» Directions:
1. Reproduce the part of the Ford Fusion review that starts at the words "Shoulder, head and" and stops after the words "beneath its cushion.".
2. In the Ford Fusion review, which platform is the Fusion built on?

[Reading passage Boundary: Start]

THERE are those who would argue that putting a remote control DVD system into flagship versions of Ford's 'urban activity vehicle', the Fusion, was a master stroke.
They would be wide of the mark. The smart move for this little big car was including the company's 1.6-litre TDCi turbodiesel engine.
The Fusion, built on the Fiesta platform, comprises a combination of ideas in a compact if spacious shell.
A raised people carrier-style driving position helps with visibility, there's the space and versatility of a small estate car and the agility of a supermini.
At least that's the general idea; the reality is not quite so clear cut.
This Fusion's biggest failing is that it's one of those cars you see and then instantly forget, that's how bland and boxy the Fusion's styling is. That said, I know people who swear by their model.
On the positive side it is certainly versatile, scoring heavily with its interior space.
Shoulder, head and legroom is decent all round, you can carry three in the back without their knees being up under their chins, and the instruments are predictably accessible.
With the exception of a storage area above the central pair of air vents, the dash layout is almost identical to the Fiesta.
As for practicality, a 60/40 split rear seat allows maximum luggage capacity to be increased, and with the rear seats folded down there is also enough room to carry items which are longer than six feet.
A plastic panel on the rear of the front passenger seat enabling it to be used as a table when folded forward is a nice touch, as is the storage tray beneath its cushion.

[Reading passage Boundary: End]
[Records Boundary: Start]

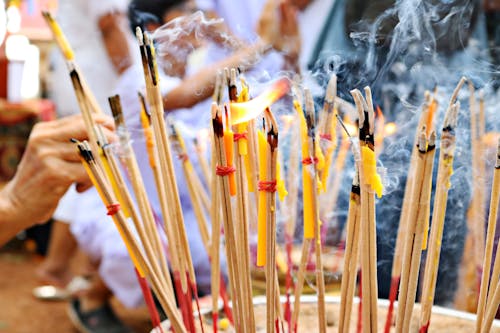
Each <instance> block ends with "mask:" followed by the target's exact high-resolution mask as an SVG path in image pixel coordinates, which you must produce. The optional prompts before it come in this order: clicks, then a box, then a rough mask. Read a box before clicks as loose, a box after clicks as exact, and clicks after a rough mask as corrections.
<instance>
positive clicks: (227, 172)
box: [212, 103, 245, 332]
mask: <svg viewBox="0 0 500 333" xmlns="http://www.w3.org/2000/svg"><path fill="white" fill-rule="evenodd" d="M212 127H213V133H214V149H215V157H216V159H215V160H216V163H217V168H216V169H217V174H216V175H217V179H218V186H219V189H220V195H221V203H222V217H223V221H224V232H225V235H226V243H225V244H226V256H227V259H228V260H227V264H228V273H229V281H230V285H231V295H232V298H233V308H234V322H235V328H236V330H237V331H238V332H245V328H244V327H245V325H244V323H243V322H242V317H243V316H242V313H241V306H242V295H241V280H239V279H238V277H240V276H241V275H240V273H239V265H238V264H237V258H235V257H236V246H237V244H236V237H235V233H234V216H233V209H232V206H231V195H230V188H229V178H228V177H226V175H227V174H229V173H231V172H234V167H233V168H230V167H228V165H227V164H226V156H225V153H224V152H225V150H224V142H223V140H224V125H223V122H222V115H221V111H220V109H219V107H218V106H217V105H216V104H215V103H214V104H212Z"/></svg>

[Records Boundary: End]
[Records Boundary: Start]

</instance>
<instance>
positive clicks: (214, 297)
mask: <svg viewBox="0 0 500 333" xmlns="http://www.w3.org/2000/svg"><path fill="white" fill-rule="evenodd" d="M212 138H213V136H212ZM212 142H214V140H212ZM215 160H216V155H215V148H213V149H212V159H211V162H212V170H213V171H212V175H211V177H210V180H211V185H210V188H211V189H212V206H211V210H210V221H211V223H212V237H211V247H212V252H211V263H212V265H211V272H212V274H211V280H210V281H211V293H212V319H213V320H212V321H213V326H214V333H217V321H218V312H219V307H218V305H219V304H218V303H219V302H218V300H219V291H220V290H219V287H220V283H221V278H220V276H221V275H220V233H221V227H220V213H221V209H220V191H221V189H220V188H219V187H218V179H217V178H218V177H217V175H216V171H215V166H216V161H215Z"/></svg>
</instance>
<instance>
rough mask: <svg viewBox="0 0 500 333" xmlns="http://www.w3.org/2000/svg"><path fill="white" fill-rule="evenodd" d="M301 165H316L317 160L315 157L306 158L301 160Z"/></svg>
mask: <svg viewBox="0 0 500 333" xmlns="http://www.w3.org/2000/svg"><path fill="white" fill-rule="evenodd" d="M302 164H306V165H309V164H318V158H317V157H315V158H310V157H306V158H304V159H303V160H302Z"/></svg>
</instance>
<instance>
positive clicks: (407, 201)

[Records Boundary: End]

» Responses per task:
1.
Shoulder, head and legroom is decent all round, you can carry three in the back without their knees being up under their chins, and the instruments are predictably accessible.
With the exception of a storage area above the central pair of air vents, the dash layout is almost identical to the Fiesta.
As for practicality, a 60/40 split rear seat allows maximum luggage capacity to be increased, and with the rear seats folded down there is also enough room to carry items which are longer than six feet.
A plastic panel on the rear of the front passenger seat enabling it to be used as a table when folded forward is a nice touch, as is the storage tray beneath its cushion.

2. The Fiesta platform.